RECORDS PROVIDED:
▬▬▬

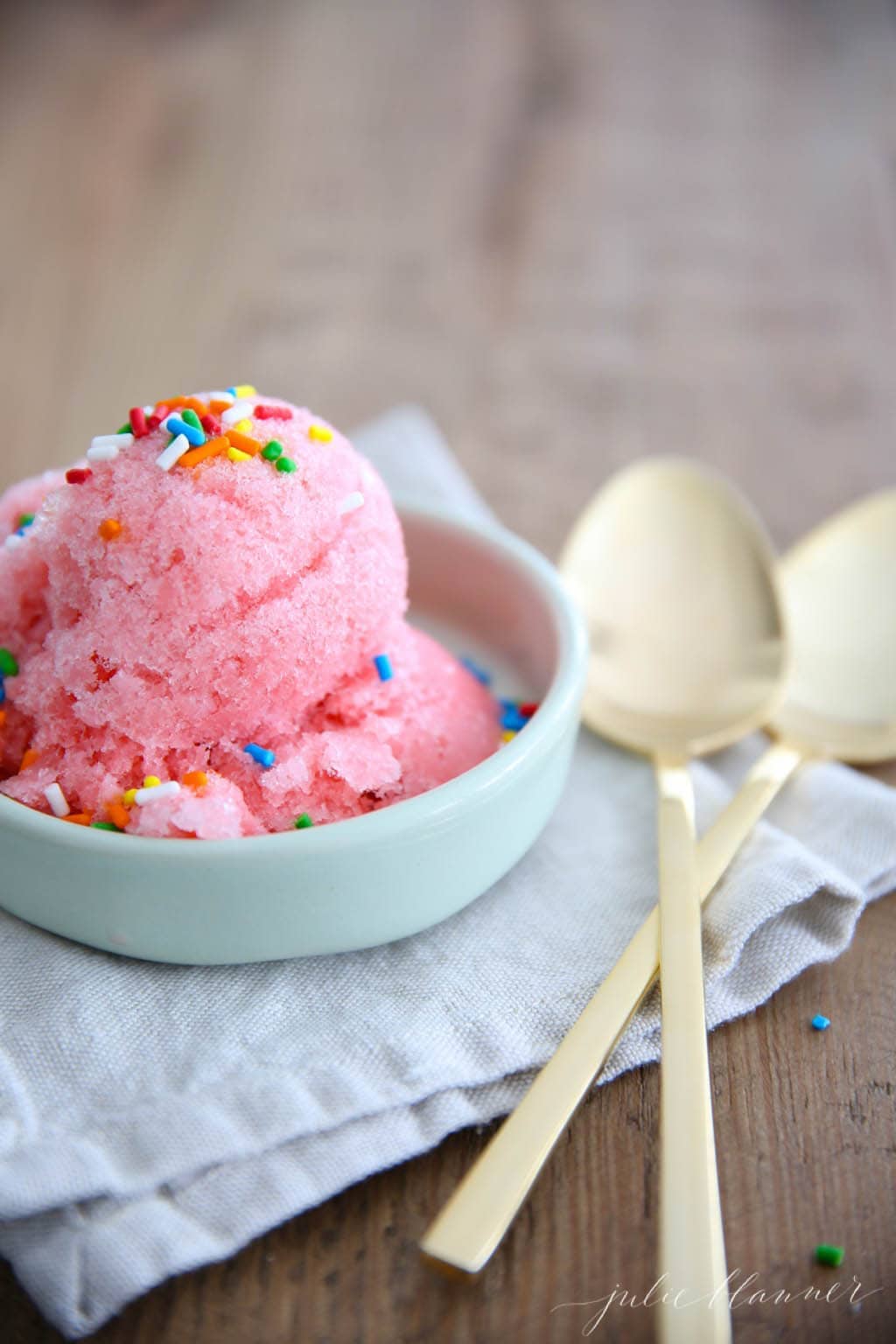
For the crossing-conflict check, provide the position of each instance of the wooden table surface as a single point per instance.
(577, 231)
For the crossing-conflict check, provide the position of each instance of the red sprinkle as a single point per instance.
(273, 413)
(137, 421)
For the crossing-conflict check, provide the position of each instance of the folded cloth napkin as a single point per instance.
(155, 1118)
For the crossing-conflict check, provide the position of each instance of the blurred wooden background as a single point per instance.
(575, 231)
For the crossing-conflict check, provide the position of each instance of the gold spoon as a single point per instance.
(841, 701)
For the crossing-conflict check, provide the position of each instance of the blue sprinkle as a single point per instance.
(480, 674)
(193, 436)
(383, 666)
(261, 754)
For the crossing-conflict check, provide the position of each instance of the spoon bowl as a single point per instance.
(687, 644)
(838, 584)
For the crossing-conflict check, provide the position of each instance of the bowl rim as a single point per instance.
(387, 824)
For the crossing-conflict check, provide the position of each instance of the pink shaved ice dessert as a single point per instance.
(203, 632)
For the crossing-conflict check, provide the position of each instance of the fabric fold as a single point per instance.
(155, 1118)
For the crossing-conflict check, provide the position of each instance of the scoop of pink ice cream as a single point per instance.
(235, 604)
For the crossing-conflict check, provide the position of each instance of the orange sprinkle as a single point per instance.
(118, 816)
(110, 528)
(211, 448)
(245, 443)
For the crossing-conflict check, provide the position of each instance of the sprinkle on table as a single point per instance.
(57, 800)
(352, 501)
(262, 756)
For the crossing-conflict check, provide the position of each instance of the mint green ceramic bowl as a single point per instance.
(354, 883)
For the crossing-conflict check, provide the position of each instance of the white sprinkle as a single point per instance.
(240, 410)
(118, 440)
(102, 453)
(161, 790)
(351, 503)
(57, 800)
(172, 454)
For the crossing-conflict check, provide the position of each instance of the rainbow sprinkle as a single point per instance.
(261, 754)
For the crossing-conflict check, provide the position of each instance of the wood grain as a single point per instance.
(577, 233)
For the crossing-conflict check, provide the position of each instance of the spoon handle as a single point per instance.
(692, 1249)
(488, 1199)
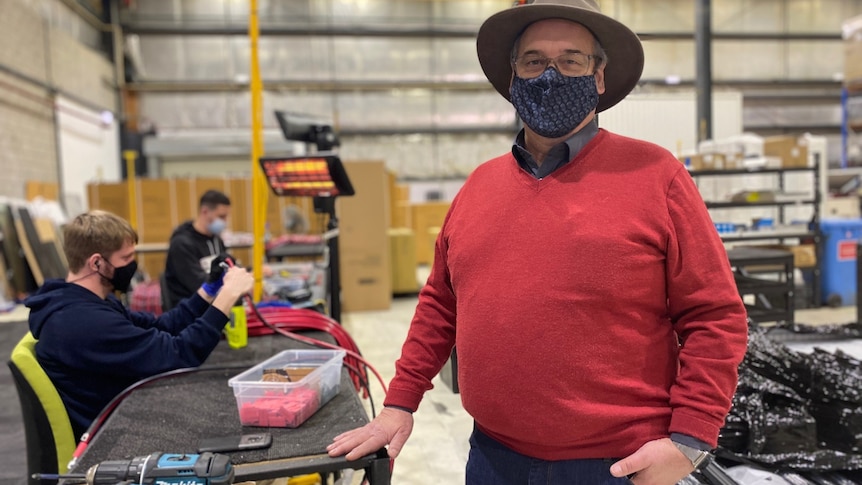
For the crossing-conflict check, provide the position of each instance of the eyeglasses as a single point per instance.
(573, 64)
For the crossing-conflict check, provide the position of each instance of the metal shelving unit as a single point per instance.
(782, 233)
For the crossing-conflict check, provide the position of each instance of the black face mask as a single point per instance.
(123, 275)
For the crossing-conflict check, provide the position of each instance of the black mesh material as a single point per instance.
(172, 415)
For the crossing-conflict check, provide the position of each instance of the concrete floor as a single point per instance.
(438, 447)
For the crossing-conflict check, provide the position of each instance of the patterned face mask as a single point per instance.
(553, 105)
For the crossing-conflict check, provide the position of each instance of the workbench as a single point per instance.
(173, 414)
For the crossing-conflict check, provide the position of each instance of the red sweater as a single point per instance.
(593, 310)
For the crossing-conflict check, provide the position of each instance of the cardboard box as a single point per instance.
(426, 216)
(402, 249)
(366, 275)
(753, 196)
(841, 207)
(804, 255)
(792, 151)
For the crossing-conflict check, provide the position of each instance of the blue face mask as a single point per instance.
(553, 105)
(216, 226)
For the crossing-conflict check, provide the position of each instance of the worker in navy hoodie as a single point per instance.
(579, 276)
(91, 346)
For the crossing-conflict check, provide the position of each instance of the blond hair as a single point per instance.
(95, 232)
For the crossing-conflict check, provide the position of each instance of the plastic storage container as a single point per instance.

▬▬▬

WORK REQUIRED:
Could you repeat all of the rows above word for word, leaving out the pictures?

RESULT:
For the crossing-conflict check, provide the position of each instance of the wooden table surface as a single point per instance.
(577, 231)
For the crossing-conflict check, provide the position of each instance of the red sprinkle as a single point per instance.
(273, 413)
(137, 421)
For the crossing-conflict check, provide the position of each instance of the folded cloth napkin as a single point per instance.
(155, 1118)
For the crossing-conflict check, provide the position of each instance of the blurred wooden background as a single point per instance.
(575, 231)
For the crossing-conflict check, provide the position of each instance of the gold spoon as a single point per instance.
(841, 701)
For the crossing-conflict check, provide the position of each instance of the blue sprinkle as a single point per instance.
(480, 674)
(193, 436)
(383, 666)
(261, 754)
For the crossing-conflict check, provide the position of each instance of the spoon bowl as a single point per instance.
(687, 644)
(838, 584)
For the crossing-conflict check, provide the position of each instance of the bowl rim as a single point per instance.
(387, 824)
For the crossing-conflict check, provide the position of each instance of the pink shaved ice dessert as a single point per instance.
(203, 632)
For the crossing-conflict check, provide the position of each instance of the fabric fold as a single point per instance.
(155, 1118)
For the crossing-conflict check, provide the position of each instance of the scoop of pink ice cream as a single point per instance.
(235, 604)
For the crossing-conflict check, provide the position of each instance of the orange sprinkle as a single point per instance.
(118, 816)
(110, 528)
(211, 448)
(245, 443)
For the crossing-conflict check, provide the position of each instance of the sprinkle on table as a single point per instance.
(57, 800)
(352, 501)
(262, 756)
For the crossing-conflict check, provide the position of each instance of the mint green ceramic bowl as a single point per instance.
(354, 883)
For the crossing-conflict check, provide the position of each instance of the white sprinkle as a single point per instance.
(240, 410)
(118, 440)
(102, 453)
(161, 790)
(351, 503)
(57, 800)
(172, 454)
For the crossing-conflict check, provide the position of each instance of the rainbow sprinkle as a single point per instance.
(261, 754)
For the crossing-conflict check, provide the position of each instance of the wood grain as a single point per instance.
(577, 233)
For the crossing-conflict check, provide the position of each instance of the spoon handle as a single point per instance.
(692, 1249)
(488, 1199)
For the crossing-conflict check, provide the position of each instance of the eyeglasses as a single point per instance.
(573, 64)
For the crossing-conflict check, provide the position of each instance of the metal shelving unit as a single point per instance.
(782, 233)
For the crossing-conflict check, provide the position of each instance of the black face mask as a single point per instance.
(123, 275)
For the crossing-conflict check, provide the position of each instance of the black mesh material as a single point per instance.
(172, 415)
For the crossing-conflict check, provide the position of each instance of the concrete floor as a single point per instance.
(438, 447)
For the crossing-conflict check, provide the position of each instance of the patterned face mask as a single point per instance.
(553, 105)
For the crossing-conflict check, provide the position of each instance of the workbench as a single point per instance.
(173, 414)
For the crossing-conflict check, provide the position of each instance of the red sweater as a single point per instance.
(593, 310)
For the crossing-conflict check, provide the position of each instance of the cardboard box as a single point per instance.
(426, 216)
(402, 249)
(366, 275)
(753, 196)
(841, 207)
(804, 255)
(792, 151)
For the crossing-conflict check, provide the position of each instance of the blue face mask as a single point per instance.
(553, 105)
(216, 226)
For the crossing-conflict check, provide the position of each instance of the worker in navy hoodie as a single point per instance.
(579, 276)
(91, 346)
For the crossing-conflict check, provide the position of each instance of the blond hair as a single point per instance.
(95, 232)
For the crossing-conflict check, provide the position of each instance of the plastic storage container as a single point per instance.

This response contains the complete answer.